Content starts

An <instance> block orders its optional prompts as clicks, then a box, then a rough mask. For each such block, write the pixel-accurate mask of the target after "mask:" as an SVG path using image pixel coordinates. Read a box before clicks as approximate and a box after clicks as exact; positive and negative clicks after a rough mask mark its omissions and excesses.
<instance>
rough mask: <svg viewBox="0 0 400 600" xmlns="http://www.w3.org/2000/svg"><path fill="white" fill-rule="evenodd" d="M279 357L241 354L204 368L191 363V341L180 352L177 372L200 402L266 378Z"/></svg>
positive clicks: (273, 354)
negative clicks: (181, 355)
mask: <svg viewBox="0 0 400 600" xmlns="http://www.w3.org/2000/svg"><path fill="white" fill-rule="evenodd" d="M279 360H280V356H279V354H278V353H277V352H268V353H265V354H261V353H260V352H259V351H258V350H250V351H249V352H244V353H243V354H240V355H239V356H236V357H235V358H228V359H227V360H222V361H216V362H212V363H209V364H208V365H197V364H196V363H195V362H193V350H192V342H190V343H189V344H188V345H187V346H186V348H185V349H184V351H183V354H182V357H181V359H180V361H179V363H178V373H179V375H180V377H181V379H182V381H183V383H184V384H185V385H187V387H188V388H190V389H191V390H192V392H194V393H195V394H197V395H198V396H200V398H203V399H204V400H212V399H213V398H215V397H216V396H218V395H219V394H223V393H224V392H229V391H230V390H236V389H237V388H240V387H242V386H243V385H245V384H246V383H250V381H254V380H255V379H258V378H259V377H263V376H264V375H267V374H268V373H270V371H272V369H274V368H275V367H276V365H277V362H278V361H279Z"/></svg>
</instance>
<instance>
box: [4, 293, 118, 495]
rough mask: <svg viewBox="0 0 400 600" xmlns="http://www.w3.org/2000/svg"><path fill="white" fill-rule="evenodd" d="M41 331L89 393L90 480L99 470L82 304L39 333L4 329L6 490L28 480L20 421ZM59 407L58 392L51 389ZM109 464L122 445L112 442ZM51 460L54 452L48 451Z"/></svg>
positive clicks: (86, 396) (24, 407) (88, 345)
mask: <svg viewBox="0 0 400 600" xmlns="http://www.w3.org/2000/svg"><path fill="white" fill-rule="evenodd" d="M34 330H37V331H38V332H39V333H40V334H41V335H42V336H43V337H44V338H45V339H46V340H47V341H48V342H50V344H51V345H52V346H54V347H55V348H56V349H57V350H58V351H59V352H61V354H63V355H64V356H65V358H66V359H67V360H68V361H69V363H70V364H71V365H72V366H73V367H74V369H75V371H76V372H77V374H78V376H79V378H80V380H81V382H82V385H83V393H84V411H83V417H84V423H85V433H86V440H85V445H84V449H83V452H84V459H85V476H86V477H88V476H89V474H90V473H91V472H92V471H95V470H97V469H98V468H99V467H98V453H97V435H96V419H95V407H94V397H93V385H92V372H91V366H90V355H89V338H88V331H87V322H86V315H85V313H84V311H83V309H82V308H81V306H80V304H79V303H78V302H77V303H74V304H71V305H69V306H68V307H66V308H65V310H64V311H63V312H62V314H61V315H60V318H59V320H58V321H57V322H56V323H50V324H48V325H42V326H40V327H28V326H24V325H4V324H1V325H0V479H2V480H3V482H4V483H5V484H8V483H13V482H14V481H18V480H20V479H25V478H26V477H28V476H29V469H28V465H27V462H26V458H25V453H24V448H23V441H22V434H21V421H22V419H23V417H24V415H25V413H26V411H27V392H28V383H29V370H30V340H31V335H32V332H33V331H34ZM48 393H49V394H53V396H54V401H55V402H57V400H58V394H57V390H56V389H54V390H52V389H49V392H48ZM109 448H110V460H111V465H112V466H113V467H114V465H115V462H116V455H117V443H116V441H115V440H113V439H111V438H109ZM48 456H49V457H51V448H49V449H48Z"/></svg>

Content ends

PROBLEM STATEMENT
Write out the line containing "331L89 393L90 480L99" and every line after it through the end of the entries. Keep each one exactly as it is, and add nothing.

EXERCISE ANSWER
rough mask: <svg viewBox="0 0 400 600" xmlns="http://www.w3.org/2000/svg"><path fill="white" fill-rule="evenodd" d="M41 331L89 393L90 480L99 470L82 304L39 333L4 329L6 490L28 480L20 421ZM59 407L58 392L51 389ZM109 464L122 445L112 442ZM51 460L54 452L48 451Z"/></svg>
positive clicks: (86, 396) (24, 407) (88, 345)
mask: <svg viewBox="0 0 400 600" xmlns="http://www.w3.org/2000/svg"><path fill="white" fill-rule="evenodd" d="M34 330H37V331H38V332H39V333H40V334H41V335H42V336H43V337H44V338H45V339H46V340H47V341H48V342H50V344H51V345H52V346H54V347H55V348H56V349H57V350H58V351H59V352H61V354H63V355H64V356H65V358H66V359H67V360H68V361H69V363H70V364H71V365H72V366H73V367H74V369H75V371H76V372H77V374H78V376H79V378H80V380H81V382H82V385H83V393H84V411H83V417H84V423H85V433H86V440H85V445H84V449H83V452H84V459H85V476H86V477H88V476H89V474H90V473H91V472H92V471H95V470H97V469H98V468H99V467H98V453H97V435H96V419H95V407H94V397H93V385H92V372H91V366H90V355H89V338H88V331H87V322H86V315H85V313H84V311H83V309H82V308H81V306H80V304H79V303H78V302H77V303H74V304H71V305H69V306H68V307H66V308H65V310H64V311H63V312H62V314H61V315H60V318H59V320H58V321H57V322H56V323H50V324H48V325H42V326H40V327H28V326H24V325H4V324H1V325H0V479H2V480H3V482H4V483H5V484H8V483H13V482H14V481H18V480H20V479H25V478H26V477H28V476H29V469H28V465H27V462H26V458H25V453H24V448H23V441H22V434H21V421H22V419H23V417H24V415H25V413H26V411H27V392H28V383H29V370H30V340H31V335H32V332H33V331H34ZM48 393H49V394H53V396H54V401H55V402H57V400H58V394H57V390H56V389H54V390H52V389H49V392H48ZM109 448H110V460H111V465H112V466H113V467H114V465H115V462H116V455H117V443H116V441H115V440H113V439H111V438H109ZM48 456H49V457H51V448H49V449H48Z"/></svg>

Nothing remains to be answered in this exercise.